The material on this page is from the 1996-97 catalog and may be out of date. Please check the current year's catalog for current information.

[African American 

Professors Turlish (English) (on leave, winter semester and Short Term), Branham (Rhetoric) (on leave, fall semester and Short Term), and Taylor (English); Associate Professors Kessler (Political Science), Brinkley (Sociology and Women's Studies), Creighton (History), Bruce (Religion) (on leave, 1996-1997), and Eames (Anthropology); Assistant Professors Nero (Rhetoric), Chair, Carnegie (Anthropology) (on leave, 1996-1997), Chin (English) (on leave, fall semester), Hill (Political Science) (on leave, 1996-1997), Gordon-Mora (Political Science) (on leave, winter semester), Jensen (History), and Hinshaw (African American Studies and American Cultural Studies); Mr. Pope.L (Theater)

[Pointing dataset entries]
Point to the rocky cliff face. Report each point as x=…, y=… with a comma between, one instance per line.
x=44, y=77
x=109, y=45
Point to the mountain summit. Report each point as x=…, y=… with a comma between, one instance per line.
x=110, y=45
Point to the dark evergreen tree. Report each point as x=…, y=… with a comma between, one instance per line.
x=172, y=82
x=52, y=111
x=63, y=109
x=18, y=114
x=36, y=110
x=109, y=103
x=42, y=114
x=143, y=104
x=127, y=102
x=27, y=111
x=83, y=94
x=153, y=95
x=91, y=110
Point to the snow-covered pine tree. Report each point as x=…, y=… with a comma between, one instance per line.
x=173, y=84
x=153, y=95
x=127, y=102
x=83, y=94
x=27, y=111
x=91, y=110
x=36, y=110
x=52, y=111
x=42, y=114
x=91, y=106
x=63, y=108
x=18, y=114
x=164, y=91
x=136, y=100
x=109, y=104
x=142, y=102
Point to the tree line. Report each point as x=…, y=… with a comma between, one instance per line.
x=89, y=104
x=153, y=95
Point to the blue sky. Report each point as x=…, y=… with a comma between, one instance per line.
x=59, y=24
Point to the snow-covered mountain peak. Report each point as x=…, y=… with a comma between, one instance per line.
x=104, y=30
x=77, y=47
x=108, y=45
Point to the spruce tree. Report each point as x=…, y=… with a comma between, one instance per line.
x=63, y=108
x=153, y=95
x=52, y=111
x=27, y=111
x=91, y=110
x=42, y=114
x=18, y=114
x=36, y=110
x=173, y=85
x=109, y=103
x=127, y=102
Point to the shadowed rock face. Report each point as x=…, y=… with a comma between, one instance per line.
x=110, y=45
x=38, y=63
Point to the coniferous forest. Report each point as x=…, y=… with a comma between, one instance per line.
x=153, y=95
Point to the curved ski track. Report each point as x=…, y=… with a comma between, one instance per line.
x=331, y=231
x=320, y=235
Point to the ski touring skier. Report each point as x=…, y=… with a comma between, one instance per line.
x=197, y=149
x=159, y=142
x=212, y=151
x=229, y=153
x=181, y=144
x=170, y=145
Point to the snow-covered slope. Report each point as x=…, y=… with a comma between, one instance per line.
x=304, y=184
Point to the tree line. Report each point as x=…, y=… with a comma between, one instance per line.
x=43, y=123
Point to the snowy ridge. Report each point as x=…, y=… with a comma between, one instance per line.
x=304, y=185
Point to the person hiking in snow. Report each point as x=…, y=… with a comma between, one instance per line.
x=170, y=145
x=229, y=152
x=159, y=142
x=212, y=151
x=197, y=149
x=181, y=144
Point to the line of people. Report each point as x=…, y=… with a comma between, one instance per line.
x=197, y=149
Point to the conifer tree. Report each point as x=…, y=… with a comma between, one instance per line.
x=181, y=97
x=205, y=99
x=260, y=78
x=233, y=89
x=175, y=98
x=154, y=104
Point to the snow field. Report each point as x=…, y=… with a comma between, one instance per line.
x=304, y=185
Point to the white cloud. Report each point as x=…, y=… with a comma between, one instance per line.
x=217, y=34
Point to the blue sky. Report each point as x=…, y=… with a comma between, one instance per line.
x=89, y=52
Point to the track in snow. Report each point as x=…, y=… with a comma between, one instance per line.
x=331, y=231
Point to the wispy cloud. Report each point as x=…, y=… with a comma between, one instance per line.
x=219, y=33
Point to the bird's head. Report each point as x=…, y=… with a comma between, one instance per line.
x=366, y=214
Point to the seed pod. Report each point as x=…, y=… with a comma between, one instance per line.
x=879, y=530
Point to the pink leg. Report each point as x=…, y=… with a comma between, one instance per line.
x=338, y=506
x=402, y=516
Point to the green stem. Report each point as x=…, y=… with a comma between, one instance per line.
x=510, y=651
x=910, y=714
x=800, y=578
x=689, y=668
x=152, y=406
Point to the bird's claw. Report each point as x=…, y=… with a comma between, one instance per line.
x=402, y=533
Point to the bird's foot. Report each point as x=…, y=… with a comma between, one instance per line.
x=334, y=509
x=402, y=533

■ PROBLEMS:
1/ Using the catalog listing, decide whether each statement below agrees with it. Answer yes or no for each, and quote the words of the catalog listing that settle it.
(a) Branham is on leave for the fall semester and Short Term.
(b) Nero is listed as an Associate Professor.
(c) The page says its material comes from the 1996-97 catalog.
2/ Carry on the catalog listing for the African American studies program, starting right after its last line.

■ ANSWERS PER TASK:
1/
(a) Yes: "Branham (Rhetoric) (on leave, fall semester and Short Term)"
(b) No: "Assistant Professors Nero (Rhetoric), Chair"
(c) Yes: "The material on this page is from the 1996-97 catalog"

2/
African American studies is an interdisciplinary program designed to enrich knowledge of the experience of African Americans from the past to the present, both within and beyond the United States. Attention is given to race as a critical tool of analysis for explaining the allocation of economic resources, the formation of personal and group identity, and the changing nature of political behavior. Study of African American experiences provides insight into secular cultural practices, intellectual traditions, religious doctrines and practices, and social institutions with attention to issues of class, gender, ethnicity, and sexual orientation.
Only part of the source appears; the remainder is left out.